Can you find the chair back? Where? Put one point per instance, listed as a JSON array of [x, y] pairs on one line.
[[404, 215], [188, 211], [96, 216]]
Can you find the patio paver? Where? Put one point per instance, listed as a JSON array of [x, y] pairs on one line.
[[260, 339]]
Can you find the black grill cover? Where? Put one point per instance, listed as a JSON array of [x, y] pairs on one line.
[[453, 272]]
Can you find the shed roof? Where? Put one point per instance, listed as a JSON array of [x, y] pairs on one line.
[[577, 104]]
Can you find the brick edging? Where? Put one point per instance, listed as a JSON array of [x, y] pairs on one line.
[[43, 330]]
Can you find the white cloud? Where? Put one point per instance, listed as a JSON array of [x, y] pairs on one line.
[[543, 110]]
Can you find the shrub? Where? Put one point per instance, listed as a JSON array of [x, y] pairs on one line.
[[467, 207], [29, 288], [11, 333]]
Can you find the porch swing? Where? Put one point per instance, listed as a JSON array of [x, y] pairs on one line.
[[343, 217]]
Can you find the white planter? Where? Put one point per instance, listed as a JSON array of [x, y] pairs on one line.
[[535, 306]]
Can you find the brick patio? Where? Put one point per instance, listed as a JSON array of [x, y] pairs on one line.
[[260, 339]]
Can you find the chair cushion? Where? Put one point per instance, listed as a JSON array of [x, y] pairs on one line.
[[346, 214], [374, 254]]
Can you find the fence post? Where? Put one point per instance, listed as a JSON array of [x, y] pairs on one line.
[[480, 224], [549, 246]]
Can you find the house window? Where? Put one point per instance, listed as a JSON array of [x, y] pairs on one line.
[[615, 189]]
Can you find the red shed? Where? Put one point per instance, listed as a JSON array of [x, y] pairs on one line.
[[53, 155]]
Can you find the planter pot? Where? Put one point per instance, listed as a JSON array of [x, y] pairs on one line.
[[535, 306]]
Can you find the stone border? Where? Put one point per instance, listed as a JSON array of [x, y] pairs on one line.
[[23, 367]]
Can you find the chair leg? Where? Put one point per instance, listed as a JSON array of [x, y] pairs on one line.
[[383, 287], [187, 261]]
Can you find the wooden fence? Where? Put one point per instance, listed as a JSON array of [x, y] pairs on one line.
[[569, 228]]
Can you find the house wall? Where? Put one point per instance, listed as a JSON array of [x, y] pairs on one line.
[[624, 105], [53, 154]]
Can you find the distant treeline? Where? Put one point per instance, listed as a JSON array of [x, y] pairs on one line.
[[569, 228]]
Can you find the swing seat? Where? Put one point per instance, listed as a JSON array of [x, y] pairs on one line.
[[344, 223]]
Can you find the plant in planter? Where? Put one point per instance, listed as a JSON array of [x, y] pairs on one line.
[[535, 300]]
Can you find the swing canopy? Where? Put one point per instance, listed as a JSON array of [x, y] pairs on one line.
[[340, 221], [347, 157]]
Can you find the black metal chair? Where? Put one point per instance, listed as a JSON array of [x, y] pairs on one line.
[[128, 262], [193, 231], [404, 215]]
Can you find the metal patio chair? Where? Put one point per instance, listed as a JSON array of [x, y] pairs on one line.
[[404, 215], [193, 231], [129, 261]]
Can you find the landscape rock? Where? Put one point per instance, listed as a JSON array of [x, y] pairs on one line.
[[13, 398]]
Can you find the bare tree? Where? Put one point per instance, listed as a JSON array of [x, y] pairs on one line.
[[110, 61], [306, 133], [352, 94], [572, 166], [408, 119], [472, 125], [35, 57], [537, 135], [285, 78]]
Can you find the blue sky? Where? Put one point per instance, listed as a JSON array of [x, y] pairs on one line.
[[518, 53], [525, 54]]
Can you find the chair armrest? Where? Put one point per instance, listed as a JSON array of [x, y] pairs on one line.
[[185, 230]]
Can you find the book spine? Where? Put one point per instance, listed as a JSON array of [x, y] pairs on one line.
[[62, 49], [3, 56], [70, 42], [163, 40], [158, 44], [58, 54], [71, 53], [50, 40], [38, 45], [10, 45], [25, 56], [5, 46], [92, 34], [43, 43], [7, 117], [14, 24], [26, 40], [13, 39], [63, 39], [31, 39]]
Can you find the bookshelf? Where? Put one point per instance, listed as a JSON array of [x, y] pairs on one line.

⁂

Change every "Can you find" in the material above to "Please locate", leaving everything else as it is, and give the full material back.

| RESPONSE TO THIS TASK |
Please locate the chair back? Where? Put one point per instance, listed as a JSON array of [x, y] pairs on one line.
[[404, 215], [188, 211], [96, 216]]
Please locate the patio paver? Where? Put one point per instance, listed as a JSON array of [x, y] pairs on one line.
[[260, 339]]
Please locate the black grill cover? Where? Put one point per instance, listed as a JSON array of [x, y] pairs on one line.
[[453, 272]]
Please locate the shed roof? Where? Put one point per instance, listed as a JSON array of [x, y] pairs on one line.
[[577, 104]]
Please locate the brick edging? Where? Put one point per instance, listed as a JSON array of [x, y] pairs on one line.
[[43, 330]]
Please locate the white cloud? Where? Put one point per instance, listed as a JSON array of [x, y] pairs on one line.
[[543, 110]]
Please locate the shrub? Where? Put one point per instance, listed as a JSON array of [x, y] pairs on one line.
[[467, 207], [29, 288], [11, 333]]
Please locate the porch swing? Where? Put one point per instance, listed as a JSON array of [x, y] pairs on one line.
[[343, 217]]
Please locate the white planter? Where? Put one point per instance, listed as a JSON array of [x, y] pairs on one line.
[[535, 306]]
Please locate the brick patio? Where? Put one point per instance, listed as a JSON array of [x, y] pairs on one line.
[[260, 339]]
Please locate the chair cushion? Where? Put one point per instance, listed as a JSON array of [x, y] pairs on one line.
[[346, 214], [374, 254]]
Please locate the fence post? Where? Put one point per instance, listed as a JSON array of [x, y] pairs on one line.
[[480, 224], [549, 246]]
Please locate the house window? Where? Put one point per instance, listed as a JSON array of [x, y] pairs on one line.
[[615, 189]]
Please locate the red shed? Where? Put one point per instance, listed as a JSON array of [x, y] pairs on one line.
[[53, 155]]
Please locate the planter pot? Where? Put one point per instance, listed as a JSON array of [x, y] pairs on one line.
[[535, 306]]
Please locate the stone border? Where? Put one point per instance, listed as a JSON array of [x, y] pairs on one line.
[[23, 367]]
Please locate the chair leg? Where? Put one point per instance, listed as a JSON array of [x, y] pairs on one line.
[[383, 287], [187, 261]]
Please locate the wooden fence? Where? Put one point per instance, listed as a JSON array of [x, y] pairs on one line.
[[569, 228]]
Please locate the house wall? Where? Put one point per instance, listed as a JSON array of [x, y] pairs on one line.
[[624, 105], [53, 154]]
Please locate the distant treeline? Where? Put one point per instance, listed as a JSON array of [x, y] pairs on one line.
[[569, 228]]
Please locate the swing seat? Where? Put one point per instance, listed as a JSON array of [x, y] pairs on one line.
[[344, 223]]
Please locate the plant in planter? Where? Put one point per instance, listed as a JSON array of [x, y] pairs on one line.
[[535, 300]]
Please locate the swing canopy? Where? Put one point per instance, listed as a JSON array of [x, y] pairs on one line.
[[340, 221], [347, 157]]
Please locate the black metal chair? Where? Put one point per instance, listed as a JSON array of [x, y] pairs on one line.
[[128, 262], [193, 231], [404, 215]]
Please locate the metal patio chair? Where? Put one point per instance, listed as a JSON array of [x, y] pairs on one line.
[[404, 215], [193, 231], [129, 261]]
Please locate the landscape rock? Where? Put one point per instance, listed as a JSON array of [x, y] pairs on one line.
[[13, 398]]
Please locate the bare tree? Where? Put one point per instance, listed as a JSON array of [x, y] pairs on one line.
[[110, 61], [306, 133], [352, 94], [572, 166], [408, 119], [472, 125], [35, 57], [537, 135], [285, 78]]
Please locate the blue sky? Where? Put one point per instance, listed as a JSON array of [x, y] pairs on one line.
[[518, 53], [525, 54]]
Please locate the chair armrest? Where? Put one point per instance, listed as a JSON array of [x, y] pairs on one line.
[[185, 230]]
Please locate the book spine? Where? Put one point per instance, listed as a JSON array of [x, y] pairs on one line.
[[62, 49], [3, 56], [70, 42], [163, 40], [158, 44], [58, 54], [71, 53], [50, 40], [38, 45], [10, 45], [25, 56], [5, 46], [92, 34], [43, 43], [7, 117], [14, 24], [26, 40], [13, 39], [63, 39], [31, 39]]
Please locate the bookshelf? Where? Put one point per instance, listed as a JSON array of [x, y] pairs on one line.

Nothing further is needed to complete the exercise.